**WHAT TO PRODUCE**
Can you reproduce everything in the records below, from the line containing "of the heart-shaped" down to the end of the records, without any changes?

*** DATA PROVIDED ***

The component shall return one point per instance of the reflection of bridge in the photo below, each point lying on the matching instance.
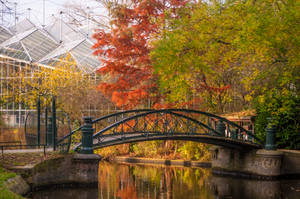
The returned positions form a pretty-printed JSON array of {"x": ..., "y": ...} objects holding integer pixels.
[{"x": 168, "y": 124}]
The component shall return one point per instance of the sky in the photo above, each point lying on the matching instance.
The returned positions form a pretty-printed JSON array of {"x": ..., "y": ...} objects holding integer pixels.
[{"x": 33, "y": 9}]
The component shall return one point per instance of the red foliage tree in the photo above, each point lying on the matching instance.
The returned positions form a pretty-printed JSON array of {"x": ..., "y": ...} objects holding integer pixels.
[{"x": 124, "y": 51}]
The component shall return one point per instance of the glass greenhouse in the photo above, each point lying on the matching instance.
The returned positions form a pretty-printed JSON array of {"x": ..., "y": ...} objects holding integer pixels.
[{"x": 28, "y": 47}]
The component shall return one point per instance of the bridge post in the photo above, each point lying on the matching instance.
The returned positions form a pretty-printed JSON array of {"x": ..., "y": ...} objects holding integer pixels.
[
  {"x": 87, "y": 136},
  {"x": 220, "y": 128},
  {"x": 270, "y": 136},
  {"x": 49, "y": 135}
]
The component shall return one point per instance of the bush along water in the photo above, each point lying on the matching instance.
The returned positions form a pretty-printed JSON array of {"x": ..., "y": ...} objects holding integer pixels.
[{"x": 283, "y": 108}]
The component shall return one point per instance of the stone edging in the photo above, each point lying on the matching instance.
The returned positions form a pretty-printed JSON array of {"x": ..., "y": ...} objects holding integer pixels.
[
  {"x": 162, "y": 162},
  {"x": 17, "y": 185}
]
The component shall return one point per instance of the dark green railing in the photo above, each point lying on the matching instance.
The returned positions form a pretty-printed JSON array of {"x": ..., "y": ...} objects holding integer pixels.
[{"x": 137, "y": 123}]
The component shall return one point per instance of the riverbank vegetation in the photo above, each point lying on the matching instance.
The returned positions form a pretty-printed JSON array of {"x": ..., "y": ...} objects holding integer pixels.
[
  {"x": 5, "y": 193},
  {"x": 215, "y": 56}
]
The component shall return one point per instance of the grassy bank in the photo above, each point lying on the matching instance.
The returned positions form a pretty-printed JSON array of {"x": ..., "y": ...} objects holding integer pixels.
[{"x": 5, "y": 193}]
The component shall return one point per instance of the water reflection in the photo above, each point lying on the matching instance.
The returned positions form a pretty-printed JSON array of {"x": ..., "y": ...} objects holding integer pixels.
[
  {"x": 248, "y": 189},
  {"x": 131, "y": 181},
  {"x": 118, "y": 181}
]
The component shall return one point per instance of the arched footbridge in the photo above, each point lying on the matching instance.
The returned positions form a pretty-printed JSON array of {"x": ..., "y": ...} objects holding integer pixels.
[{"x": 167, "y": 124}]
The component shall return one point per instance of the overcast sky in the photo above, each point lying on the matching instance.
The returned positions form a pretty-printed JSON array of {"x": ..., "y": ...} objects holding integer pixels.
[{"x": 52, "y": 7}]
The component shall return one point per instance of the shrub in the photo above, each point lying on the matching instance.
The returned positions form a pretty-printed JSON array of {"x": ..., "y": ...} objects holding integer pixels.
[{"x": 284, "y": 108}]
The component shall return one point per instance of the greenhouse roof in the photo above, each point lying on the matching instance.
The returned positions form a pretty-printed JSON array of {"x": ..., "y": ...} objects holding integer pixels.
[{"x": 48, "y": 45}]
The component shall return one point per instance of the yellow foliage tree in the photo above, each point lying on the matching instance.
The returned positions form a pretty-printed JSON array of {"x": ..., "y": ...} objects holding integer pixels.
[{"x": 73, "y": 89}]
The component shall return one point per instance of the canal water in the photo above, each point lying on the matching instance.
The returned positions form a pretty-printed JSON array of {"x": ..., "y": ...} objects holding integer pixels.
[{"x": 128, "y": 181}]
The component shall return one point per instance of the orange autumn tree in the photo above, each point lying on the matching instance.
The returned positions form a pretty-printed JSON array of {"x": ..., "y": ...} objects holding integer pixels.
[{"x": 124, "y": 51}]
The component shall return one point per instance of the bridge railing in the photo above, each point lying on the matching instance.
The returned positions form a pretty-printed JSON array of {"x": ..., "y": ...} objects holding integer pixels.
[
  {"x": 147, "y": 122},
  {"x": 74, "y": 137}
]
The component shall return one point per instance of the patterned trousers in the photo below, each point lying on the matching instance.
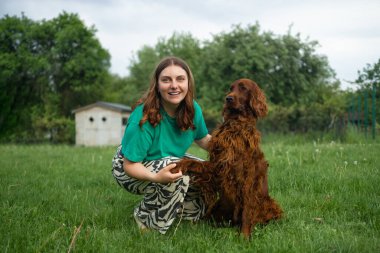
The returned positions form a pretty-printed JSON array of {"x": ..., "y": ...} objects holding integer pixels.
[{"x": 162, "y": 203}]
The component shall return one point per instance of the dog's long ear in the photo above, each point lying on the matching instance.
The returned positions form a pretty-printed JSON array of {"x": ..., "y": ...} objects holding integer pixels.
[{"x": 258, "y": 102}]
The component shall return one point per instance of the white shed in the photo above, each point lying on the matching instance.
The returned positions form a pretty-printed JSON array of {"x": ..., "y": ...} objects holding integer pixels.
[{"x": 100, "y": 124}]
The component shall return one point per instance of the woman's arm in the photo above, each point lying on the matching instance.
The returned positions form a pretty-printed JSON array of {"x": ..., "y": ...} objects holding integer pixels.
[
  {"x": 203, "y": 143},
  {"x": 138, "y": 171}
]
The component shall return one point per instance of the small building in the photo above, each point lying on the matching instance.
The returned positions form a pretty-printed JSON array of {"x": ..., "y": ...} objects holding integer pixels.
[{"x": 100, "y": 124}]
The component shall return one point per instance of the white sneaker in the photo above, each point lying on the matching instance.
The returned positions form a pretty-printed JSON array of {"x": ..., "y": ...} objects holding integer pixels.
[{"x": 141, "y": 226}]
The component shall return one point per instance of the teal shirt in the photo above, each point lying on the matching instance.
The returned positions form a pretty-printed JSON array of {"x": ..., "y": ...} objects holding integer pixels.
[{"x": 148, "y": 143}]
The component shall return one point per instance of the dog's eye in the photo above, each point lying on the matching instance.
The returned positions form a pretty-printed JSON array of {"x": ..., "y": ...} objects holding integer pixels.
[{"x": 242, "y": 87}]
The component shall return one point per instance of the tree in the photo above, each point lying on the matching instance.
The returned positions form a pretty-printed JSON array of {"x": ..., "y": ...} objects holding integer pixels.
[
  {"x": 22, "y": 72},
  {"x": 369, "y": 75}
]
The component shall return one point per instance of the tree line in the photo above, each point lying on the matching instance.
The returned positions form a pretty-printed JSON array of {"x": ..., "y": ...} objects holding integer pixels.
[{"x": 50, "y": 67}]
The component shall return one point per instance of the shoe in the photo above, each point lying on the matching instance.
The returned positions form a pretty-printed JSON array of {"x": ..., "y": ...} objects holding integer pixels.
[{"x": 141, "y": 226}]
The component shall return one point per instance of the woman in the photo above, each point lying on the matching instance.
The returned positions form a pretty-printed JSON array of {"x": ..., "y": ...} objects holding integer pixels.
[{"x": 163, "y": 125}]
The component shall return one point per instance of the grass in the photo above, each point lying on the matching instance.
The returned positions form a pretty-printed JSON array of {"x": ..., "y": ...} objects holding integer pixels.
[{"x": 63, "y": 198}]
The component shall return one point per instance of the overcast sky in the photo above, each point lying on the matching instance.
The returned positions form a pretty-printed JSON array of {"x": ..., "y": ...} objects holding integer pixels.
[{"x": 348, "y": 31}]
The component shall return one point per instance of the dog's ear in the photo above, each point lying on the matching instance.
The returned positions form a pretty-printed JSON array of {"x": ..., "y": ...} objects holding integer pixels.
[{"x": 258, "y": 102}]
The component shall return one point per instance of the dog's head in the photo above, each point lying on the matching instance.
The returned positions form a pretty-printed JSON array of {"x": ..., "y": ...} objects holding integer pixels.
[{"x": 245, "y": 98}]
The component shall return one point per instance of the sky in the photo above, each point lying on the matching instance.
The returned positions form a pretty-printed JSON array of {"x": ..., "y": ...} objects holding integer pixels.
[{"x": 348, "y": 31}]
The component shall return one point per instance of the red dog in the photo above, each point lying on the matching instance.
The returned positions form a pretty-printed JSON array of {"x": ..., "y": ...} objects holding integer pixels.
[{"x": 234, "y": 180}]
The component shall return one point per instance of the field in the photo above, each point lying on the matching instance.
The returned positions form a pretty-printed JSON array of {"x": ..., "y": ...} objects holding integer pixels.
[{"x": 64, "y": 199}]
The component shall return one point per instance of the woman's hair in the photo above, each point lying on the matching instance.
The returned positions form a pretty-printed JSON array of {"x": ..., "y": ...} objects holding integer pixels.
[{"x": 152, "y": 98}]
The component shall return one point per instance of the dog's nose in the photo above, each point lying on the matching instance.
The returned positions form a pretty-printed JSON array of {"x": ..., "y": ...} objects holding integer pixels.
[{"x": 229, "y": 99}]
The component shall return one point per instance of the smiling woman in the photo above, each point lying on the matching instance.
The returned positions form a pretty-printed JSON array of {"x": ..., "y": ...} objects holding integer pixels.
[
  {"x": 163, "y": 125},
  {"x": 172, "y": 86}
]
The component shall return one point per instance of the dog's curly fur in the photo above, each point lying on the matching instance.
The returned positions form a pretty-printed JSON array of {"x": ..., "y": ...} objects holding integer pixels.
[{"x": 234, "y": 180}]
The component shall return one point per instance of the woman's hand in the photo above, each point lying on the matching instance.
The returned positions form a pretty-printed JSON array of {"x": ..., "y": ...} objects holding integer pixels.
[
  {"x": 165, "y": 176},
  {"x": 138, "y": 171}
]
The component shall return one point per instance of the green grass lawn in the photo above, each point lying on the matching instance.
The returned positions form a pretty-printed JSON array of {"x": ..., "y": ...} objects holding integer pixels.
[{"x": 63, "y": 198}]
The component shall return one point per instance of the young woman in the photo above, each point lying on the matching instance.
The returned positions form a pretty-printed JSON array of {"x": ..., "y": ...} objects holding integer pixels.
[{"x": 163, "y": 125}]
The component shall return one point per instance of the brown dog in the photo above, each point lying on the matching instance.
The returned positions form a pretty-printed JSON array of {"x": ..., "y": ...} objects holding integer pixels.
[{"x": 234, "y": 180}]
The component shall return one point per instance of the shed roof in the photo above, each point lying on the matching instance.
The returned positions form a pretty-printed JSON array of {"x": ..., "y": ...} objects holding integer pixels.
[{"x": 106, "y": 105}]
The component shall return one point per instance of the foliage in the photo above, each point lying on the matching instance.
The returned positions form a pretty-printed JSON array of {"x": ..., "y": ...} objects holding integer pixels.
[
  {"x": 369, "y": 75},
  {"x": 49, "y": 66},
  {"x": 368, "y": 80},
  {"x": 287, "y": 68},
  {"x": 54, "y": 195}
]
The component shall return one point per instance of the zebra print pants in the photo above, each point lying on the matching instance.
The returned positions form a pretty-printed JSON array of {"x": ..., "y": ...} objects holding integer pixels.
[{"x": 162, "y": 203}]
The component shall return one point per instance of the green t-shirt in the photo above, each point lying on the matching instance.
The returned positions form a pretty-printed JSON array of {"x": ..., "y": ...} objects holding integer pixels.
[{"x": 148, "y": 143}]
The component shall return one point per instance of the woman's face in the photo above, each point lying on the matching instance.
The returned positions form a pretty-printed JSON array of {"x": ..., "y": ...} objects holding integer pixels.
[{"x": 173, "y": 84}]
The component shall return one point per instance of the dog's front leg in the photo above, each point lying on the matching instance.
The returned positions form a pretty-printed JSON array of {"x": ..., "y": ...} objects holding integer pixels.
[{"x": 246, "y": 225}]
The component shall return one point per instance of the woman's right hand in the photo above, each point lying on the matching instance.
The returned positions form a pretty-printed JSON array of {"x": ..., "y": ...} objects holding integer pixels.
[{"x": 165, "y": 175}]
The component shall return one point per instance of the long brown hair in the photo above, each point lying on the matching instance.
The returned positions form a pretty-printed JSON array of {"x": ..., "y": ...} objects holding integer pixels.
[{"x": 152, "y": 98}]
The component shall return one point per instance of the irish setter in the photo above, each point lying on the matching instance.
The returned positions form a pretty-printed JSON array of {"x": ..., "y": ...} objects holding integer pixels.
[{"x": 234, "y": 180}]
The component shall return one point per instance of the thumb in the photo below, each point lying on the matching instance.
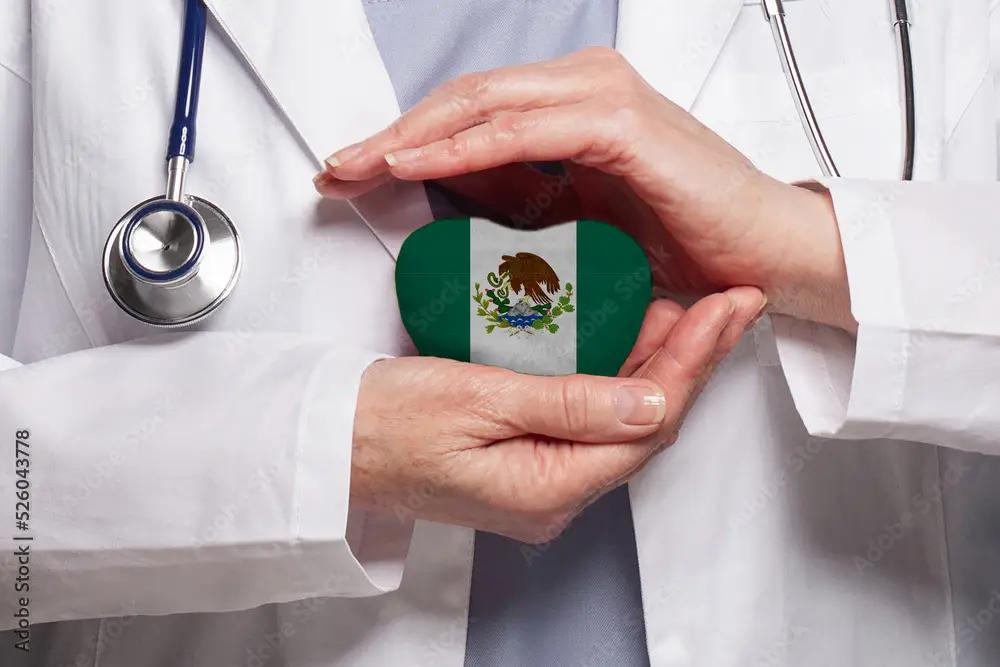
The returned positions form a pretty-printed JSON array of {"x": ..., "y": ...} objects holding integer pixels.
[
  {"x": 689, "y": 351},
  {"x": 583, "y": 408}
]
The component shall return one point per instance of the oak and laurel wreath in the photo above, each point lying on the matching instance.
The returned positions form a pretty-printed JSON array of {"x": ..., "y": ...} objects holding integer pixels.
[{"x": 495, "y": 301}]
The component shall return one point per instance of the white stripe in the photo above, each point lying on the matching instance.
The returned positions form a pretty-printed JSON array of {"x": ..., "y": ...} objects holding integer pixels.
[{"x": 528, "y": 350}]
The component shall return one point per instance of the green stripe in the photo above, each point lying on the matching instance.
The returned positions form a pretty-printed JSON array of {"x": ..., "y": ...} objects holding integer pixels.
[
  {"x": 613, "y": 290},
  {"x": 434, "y": 290}
]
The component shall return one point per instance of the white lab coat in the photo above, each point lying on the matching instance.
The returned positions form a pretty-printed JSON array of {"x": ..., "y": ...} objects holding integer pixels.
[{"x": 796, "y": 522}]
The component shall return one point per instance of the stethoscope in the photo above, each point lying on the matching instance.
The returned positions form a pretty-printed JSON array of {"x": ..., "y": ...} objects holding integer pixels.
[{"x": 174, "y": 259}]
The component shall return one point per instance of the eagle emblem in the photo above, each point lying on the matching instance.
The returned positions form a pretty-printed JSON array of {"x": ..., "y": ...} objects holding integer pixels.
[{"x": 523, "y": 296}]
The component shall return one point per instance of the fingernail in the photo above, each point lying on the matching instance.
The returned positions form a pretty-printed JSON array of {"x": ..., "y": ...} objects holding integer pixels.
[
  {"x": 405, "y": 155},
  {"x": 640, "y": 406},
  {"x": 343, "y": 155}
]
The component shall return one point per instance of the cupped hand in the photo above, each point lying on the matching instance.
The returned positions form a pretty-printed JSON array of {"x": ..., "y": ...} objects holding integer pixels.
[
  {"x": 521, "y": 455},
  {"x": 707, "y": 217}
]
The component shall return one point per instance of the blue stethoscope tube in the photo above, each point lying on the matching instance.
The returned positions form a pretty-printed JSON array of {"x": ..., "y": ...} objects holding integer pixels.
[
  {"x": 183, "y": 130},
  {"x": 173, "y": 259}
]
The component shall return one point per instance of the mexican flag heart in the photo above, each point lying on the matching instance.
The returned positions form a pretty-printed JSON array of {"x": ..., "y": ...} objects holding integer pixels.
[{"x": 566, "y": 299}]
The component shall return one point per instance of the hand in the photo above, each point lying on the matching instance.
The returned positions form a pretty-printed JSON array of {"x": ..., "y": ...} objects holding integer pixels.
[
  {"x": 706, "y": 216},
  {"x": 521, "y": 455}
]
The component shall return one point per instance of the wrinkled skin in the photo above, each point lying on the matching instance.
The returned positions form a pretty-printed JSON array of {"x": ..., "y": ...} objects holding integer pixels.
[{"x": 521, "y": 455}]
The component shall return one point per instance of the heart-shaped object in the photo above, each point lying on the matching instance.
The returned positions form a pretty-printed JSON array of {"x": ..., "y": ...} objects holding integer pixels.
[{"x": 561, "y": 300}]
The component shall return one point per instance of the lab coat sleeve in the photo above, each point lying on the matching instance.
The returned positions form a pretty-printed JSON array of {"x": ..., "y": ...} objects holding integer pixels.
[
  {"x": 180, "y": 473},
  {"x": 923, "y": 264}
]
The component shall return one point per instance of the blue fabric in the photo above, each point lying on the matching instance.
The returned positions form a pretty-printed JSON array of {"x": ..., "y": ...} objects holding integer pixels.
[{"x": 575, "y": 601}]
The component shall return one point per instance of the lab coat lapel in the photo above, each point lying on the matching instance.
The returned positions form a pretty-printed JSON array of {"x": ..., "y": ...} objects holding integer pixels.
[
  {"x": 317, "y": 63},
  {"x": 674, "y": 43}
]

***

**SOLUTION TO THIS TASK**
The component shall return one point per instance of the heart-shaped object in the photo above, each point lying on the matching instance.
The returned positions form a pretty-printed JSON array of {"x": ..., "y": ...} objects holding integer pixels.
[{"x": 561, "y": 300}]
The component shall return one point per instance of the lab coat sleeve in the photo above, each point lying on the matching instance.
The returned positions form a pretty-printed JSON array of {"x": ..., "y": ...} objects holding integer pixels.
[
  {"x": 180, "y": 473},
  {"x": 923, "y": 264}
]
The component shall return one point per instance of the blue fabric in the photo above, each point lying on the matching instance.
The returned positions form a pretty-printed JSON array of {"x": ..., "y": ...} objects holding integer pixels.
[{"x": 575, "y": 601}]
The component shall return one point per instance of the lab coat lapel in the photo above, each point lying on the matching instance.
The returned positions form a pretty-printed JSON array of {"x": ..., "y": ...} objects holding integer pixels.
[
  {"x": 317, "y": 63},
  {"x": 674, "y": 43}
]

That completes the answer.